**Aim**.
Transcribe verbatim every line from the line containing "303, row 162." to the end of the entries, including both endpoints. Output nothing beyond those lines.

________

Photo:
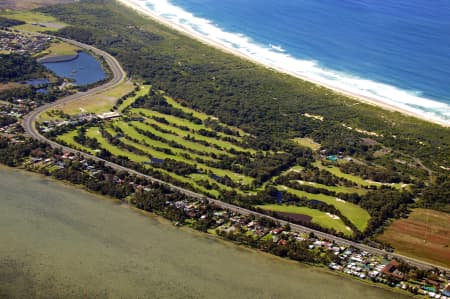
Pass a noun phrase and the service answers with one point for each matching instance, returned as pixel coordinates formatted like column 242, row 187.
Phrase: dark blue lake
column 85, row 69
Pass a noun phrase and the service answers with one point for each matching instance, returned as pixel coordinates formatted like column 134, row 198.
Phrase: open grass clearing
column 200, row 115
column 318, row 217
column 131, row 132
column 10, row 85
column 353, row 178
column 192, row 183
column 97, row 103
column 307, row 142
column 143, row 90
column 178, row 121
column 180, row 140
column 337, row 189
column 235, row 177
column 60, row 48
column 199, row 176
column 225, row 145
column 35, row 21
column 356, row 179
column 357, row 215
column 424, row 235
column 94, row 132
column 68, row 138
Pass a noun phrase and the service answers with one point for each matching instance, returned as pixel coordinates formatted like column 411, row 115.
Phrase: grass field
column 145, row 134
column 307, row 142
column 337, row 189
column 318, row 217
column 35, row 22
column 357, row 215
column 356, row 179
column 143, row 90
column 353, row 178
column 98, row 103
column 425, row 235
column 68, row 139
column 59, row 49
column 199, row 115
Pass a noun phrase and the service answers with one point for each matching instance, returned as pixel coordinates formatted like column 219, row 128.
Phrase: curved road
column 118, row 76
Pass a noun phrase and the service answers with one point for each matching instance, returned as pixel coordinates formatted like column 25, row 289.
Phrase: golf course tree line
column 229, row 129
column 234, row 131
column 264, row 103
column 159, row 136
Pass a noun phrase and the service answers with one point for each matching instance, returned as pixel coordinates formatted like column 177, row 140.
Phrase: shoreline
column 190, row 230
column 60, row 58
column 367, row 100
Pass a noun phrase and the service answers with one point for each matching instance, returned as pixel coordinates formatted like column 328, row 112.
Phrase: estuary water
column 61, row 242
column 395, row 51
column 83, row 70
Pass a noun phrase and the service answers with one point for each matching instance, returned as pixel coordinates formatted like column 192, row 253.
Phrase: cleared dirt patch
column 424, row 235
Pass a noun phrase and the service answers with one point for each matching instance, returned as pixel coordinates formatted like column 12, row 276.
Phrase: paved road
column 118, row 76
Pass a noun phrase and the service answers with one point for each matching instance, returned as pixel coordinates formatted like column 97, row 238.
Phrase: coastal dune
column 274, row 54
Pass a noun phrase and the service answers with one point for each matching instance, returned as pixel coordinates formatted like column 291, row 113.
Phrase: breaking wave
column 276, row 57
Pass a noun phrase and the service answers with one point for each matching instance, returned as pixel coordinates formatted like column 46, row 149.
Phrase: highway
column 119, row 75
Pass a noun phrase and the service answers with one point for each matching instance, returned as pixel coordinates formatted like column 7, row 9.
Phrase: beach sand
column 184, row 30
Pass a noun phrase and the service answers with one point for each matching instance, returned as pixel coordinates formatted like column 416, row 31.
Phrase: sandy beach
column 371, row 101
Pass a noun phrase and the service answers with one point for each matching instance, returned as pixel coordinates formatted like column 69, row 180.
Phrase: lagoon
column 60, row 242
column 84, row 69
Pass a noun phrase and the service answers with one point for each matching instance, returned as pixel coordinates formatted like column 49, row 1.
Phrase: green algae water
column 61, row 242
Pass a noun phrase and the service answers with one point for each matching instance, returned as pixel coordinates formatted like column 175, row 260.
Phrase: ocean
column 396, row 51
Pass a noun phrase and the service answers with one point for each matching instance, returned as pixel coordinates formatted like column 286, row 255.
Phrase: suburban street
column 118, row 75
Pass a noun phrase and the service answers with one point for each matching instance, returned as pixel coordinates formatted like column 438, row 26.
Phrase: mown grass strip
column 180, row 140
column 181, row 122
column 68, row 138
column 210, row 140
column 94, row 132
column 357, row 215
column 200, row 115
column 318, row 217
column 143, row 90
column 131, row 132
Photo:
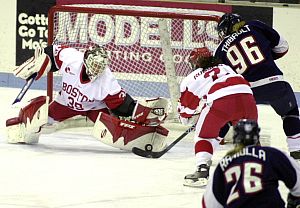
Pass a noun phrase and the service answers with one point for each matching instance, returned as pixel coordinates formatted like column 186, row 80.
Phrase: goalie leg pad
column 39, row 63
column 26, row 127
column 125, row 134
column 151, row 112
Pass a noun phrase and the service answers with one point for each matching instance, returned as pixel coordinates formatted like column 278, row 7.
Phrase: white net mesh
column 132, row 38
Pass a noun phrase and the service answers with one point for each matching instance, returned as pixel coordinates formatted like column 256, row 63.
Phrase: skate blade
column 201, row 182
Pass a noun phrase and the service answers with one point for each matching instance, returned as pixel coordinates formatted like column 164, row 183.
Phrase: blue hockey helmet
column 229, row 23
column 246, row 132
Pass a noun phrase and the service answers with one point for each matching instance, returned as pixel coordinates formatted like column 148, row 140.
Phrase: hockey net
column 148, row 46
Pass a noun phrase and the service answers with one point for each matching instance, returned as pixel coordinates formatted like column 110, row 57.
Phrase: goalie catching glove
column 292, row 201
column 39, row 63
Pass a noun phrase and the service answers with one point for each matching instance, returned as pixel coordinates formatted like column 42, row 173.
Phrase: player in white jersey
column 88, row 89
column 223, row 96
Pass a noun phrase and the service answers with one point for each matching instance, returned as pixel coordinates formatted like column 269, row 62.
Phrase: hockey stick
column 150, row 154
column 25, row 88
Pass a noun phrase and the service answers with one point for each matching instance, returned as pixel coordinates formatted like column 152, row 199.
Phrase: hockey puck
column 148, row 147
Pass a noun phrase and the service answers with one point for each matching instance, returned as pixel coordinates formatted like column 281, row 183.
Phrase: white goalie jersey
column 76, row 93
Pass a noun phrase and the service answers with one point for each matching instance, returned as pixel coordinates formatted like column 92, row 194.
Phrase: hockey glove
column 293, row 202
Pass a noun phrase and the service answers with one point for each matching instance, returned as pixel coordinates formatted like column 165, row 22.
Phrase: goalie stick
column 25, row 88
column 150, row 154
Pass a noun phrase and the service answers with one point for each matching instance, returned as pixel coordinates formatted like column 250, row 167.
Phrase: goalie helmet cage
column 148, row 46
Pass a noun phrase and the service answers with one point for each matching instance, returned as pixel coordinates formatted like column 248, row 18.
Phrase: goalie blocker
column 26, row 127
column 126, row 134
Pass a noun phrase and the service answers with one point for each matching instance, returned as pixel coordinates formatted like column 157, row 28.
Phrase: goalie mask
column 95, row 60
column 229, row 23
column 246, row 132
column 201, row 58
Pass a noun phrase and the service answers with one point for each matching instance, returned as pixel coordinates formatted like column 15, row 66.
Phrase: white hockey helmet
column 95, row 60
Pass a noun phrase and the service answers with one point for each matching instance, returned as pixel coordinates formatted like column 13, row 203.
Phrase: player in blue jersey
column 250, row 48
column 248, row 175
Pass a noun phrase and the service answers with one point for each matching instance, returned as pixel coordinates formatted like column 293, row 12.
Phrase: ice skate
column 199, row 178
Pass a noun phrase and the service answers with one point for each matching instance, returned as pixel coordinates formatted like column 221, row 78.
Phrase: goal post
column 148, row 47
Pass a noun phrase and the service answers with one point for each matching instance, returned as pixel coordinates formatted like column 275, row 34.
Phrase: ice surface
column 69, row 168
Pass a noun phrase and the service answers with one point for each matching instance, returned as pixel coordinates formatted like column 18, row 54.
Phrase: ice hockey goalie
column 89, row 90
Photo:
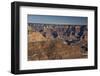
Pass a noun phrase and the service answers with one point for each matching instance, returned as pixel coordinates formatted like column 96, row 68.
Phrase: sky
column 47, row 19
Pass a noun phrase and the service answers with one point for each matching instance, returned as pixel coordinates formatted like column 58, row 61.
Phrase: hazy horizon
column 48, row 19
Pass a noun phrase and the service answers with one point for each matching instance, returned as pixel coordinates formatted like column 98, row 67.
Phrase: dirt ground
column 53, row 49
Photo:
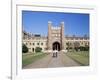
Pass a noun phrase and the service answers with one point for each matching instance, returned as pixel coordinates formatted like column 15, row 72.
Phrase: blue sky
column 37, row 22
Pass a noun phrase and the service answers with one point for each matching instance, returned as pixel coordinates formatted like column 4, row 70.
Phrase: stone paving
column 61, row 60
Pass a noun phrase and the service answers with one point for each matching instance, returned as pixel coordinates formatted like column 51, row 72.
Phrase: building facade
column 55, row 40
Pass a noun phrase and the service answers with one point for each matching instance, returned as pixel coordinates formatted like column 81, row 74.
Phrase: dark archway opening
column 56, row 46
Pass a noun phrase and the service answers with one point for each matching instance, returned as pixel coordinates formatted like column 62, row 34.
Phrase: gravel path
column 61, row 60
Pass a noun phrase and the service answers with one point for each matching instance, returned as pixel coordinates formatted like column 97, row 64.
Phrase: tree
column 38, row 49
column 24, row 48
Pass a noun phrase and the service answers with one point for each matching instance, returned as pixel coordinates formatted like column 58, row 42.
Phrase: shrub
column 38, row 49
column 24, row 48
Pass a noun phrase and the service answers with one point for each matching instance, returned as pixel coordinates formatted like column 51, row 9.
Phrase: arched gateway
column 56, row 46
column 56, row 37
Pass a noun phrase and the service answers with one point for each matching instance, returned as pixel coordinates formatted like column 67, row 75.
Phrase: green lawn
column 81, row 57
column 32, row 57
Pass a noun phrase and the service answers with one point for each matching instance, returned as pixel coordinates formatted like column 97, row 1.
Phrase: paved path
column 50, row 62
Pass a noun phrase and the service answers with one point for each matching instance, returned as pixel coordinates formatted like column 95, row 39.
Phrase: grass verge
column 82, row 57
column 30, row 58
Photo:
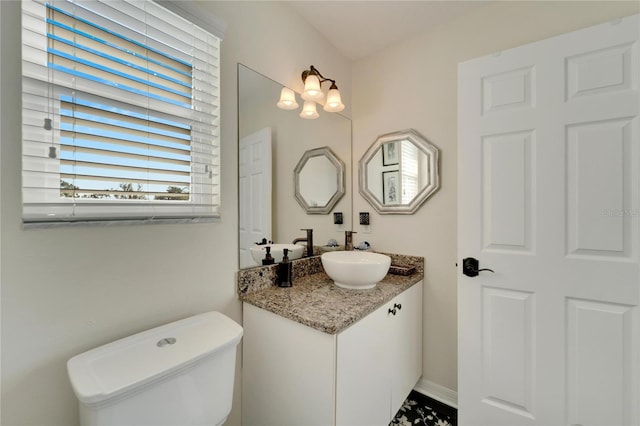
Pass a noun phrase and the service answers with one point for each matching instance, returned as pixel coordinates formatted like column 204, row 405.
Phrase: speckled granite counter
column 314, row 300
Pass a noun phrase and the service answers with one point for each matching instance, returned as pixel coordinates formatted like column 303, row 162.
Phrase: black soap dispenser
column 285, row 270
column 268, row 259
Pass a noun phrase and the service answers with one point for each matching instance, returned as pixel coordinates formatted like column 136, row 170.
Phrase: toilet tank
column 180, row 373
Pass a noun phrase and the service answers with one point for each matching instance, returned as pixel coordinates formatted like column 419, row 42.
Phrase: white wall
column 70, row 289
column 412, row 84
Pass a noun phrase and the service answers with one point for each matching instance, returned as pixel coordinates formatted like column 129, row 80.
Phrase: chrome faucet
column 309, row 241
column 348, row 240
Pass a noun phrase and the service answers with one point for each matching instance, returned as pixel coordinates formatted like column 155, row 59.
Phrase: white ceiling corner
column 359, row 28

________

**The solution**.
Pass a noun phrase and the service answers with one point for each matching instance, returned as pixel coordinates formatted like column 303, row 162.
Phrase: black soap dispenser
column 285, row 270
column 268, row 259
Pass a noun phrase and the service answers with one point for each matching instance, returned as pixel coordinates formatted like column 136, row 170.
Phrase: toilet tank
column 180, row 373
Pass a noun phrase and the service answers with one point for each matching instance, returned as pixel coordinates formatted like column 419, row 42.
Phrase: white wall
column 70, row 289
column 412, row 84
Pass a noun phrase and the service answers with one point for each matching instance, returned as pixel coordinates formatted like column 129, row 80.
Phrase: chrome faucet
column 309, row 241
column 348, row 240
Pass a noun phrase and the service answers with one point for each matching instance, returned as pixel coordinates formatted like column 155, row 59.
Phrase: white ceiling corner
column 359, row 28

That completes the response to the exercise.